__Selected passage__
━━━━━━━━━━━━━━━━

Key Questions to Ask When Ordering FSK Facing

We recently hosted our live webinar, “Insulation Systems as a Design Element,” where we received a variety of excellent questions. Below, you’ll find the answers to the top 10 questions from the webinar (plus an honorable mention). Many of the answers have links to resources where you can find additional information on the question topic. 

If you want to learn more, please visit our website bestlink.

1. What does PSK Stand for?
   PSK describes a type of facing used on an insulation material and it stands for “Poly- scrim-kraft.” This type of facing is made from a scrim-reinforced kraft paper with a polypropylene coating on top. Traditionally, PSK facings are white, but JM offers a black-coated PSK for aesthetic versatility. This chart gives you a detailed description of the various mechanical and HVAC insulation facings that are available, including PSK.
   
   
2. Is PVC jacketing non-plastecized?
   There are two types of PVC, rigid (non-plasticized) and flexible (plasticized). JM’s Zeston® PVC formulation is a rigid PVC formulation, and therefore, by design, does not use or incorporate any phthalates (or “plasticizers”).
   
   
3. Typically, architects work with STC ratings not NRC values. Why do insulation manufacturers use NRC values rather than STC ratings to measure acoustical performance of insulation?
   STC Ratings, or Sound Transmission Class ratings, refer to how well a building partition prevents sound from traveling between rooms. In the simplest of terms, STC essentially refers to how well a wall or floor can reduce sound from traveling through it. It measures the reduction in noise between two rooms in decibels. One of the most important distinctions of an STC rating is that it measures the acoustical performance of the entire wall or floor system (studs, dry wall, and insulation) as a whole, not just its individual components.
   
   In contrast, a Noise Reduction Coefficient (NRC) rating relates specifically to asinglematerial’s ability toabsorbsound. While the STC looks at the entire system an NRC looks at the individual material exposed directly to the sound source. In theory, each of the materials that go into a wall could potentially have a unique NRC rating.
   
   For practical use, NRC ratings can help building designers evaluate and compare materials to determine which materials are best suited to controlling sound transmission in their applications. In contrast, STC ratings can help building designers look at the acoustical properties of the building as a whole to ensure consistency and performance throughout rooms.
   
   
4. We typically only insulate exposed ductwork when condensation control is a requirement. Do you recommend doing it in all cases?
   While condensation control is certainly a key benefit of insulating an exposed duct system, particularly in humid climates, you shouldn’t neglect insulation simply because you aren’t worried about condensation. Insulation is one of the few investments you can make that will offer potential returns (e.g., in energy savings) throughout its lifetime.

━━━━━━━━━━━━━━━━

__Records__
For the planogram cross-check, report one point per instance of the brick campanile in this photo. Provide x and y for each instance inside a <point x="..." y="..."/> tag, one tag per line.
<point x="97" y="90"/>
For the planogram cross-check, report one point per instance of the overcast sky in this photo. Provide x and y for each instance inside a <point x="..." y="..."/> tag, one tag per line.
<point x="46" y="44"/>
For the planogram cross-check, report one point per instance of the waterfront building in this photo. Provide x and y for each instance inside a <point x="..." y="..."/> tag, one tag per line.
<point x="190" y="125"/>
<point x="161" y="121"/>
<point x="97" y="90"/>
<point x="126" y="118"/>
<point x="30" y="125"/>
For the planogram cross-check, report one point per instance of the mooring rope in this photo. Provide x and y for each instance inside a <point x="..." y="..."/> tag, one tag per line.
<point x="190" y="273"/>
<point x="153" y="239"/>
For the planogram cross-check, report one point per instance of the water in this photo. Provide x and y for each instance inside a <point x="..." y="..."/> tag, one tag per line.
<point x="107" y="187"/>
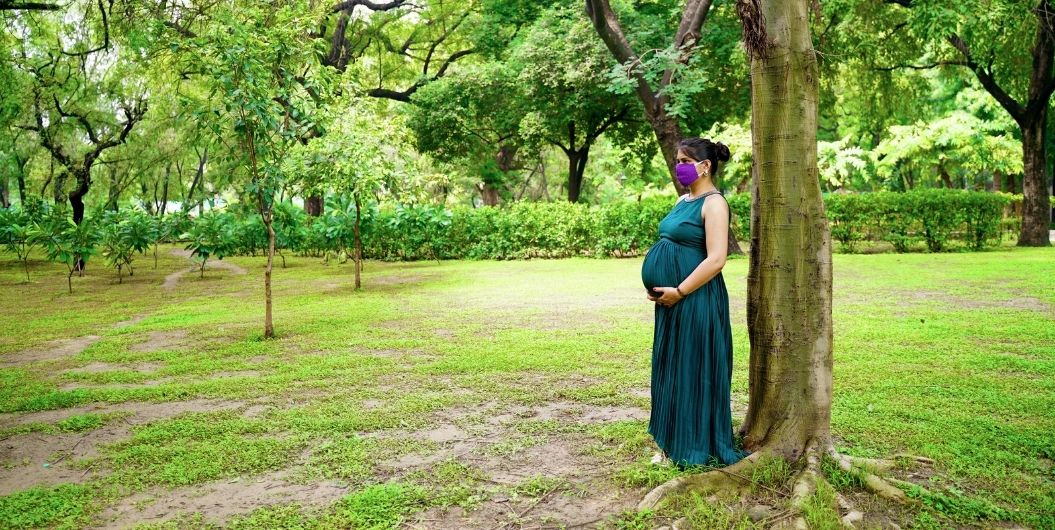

━━━━━━━━━━━━━━━━

__Set tasks__
1) According to the insulation webinar Q&A, what does PSK stand for?
2) Write the next part of the insulation webinar Q&A, picking up right after its last sentence.
The rows are separate material from the insulation webinar Q&A.

__Answers in order__
1) Poly-scrim-kraft.

2)
   
   Systems that are properly insulated maintain more consistent air temperatures throughout the duct.  This, in turn, puts less stress on the fan and HVAC system as a whole by ensuring that the system doesn’t have to work harder to heat or cool the occupied space. The potential long-term energy savings insulation provides make insulation one of the building components that can be considered an investment, rather than a depreciating expense.
   
   In addition to potentially improving energy efficiency and temperature control, certain duct insulations, like duct liners, offer acoustical control. This can be tremendously helpful for building occupants because properly installed duct liners can help to reduce fan noise and noise generated from cross-talk (sounds traveling through the ducts from other rooms). 
   
   While insulation may not be needed in every single application, it is worth taking a second look at the long-term benefits of insulation in terms of potential energy savings and building occupant comfort before you write it off entirely.
   
   
5. How does the printed artwork image on wall panels get applied and does it degrade the NRC rating at all?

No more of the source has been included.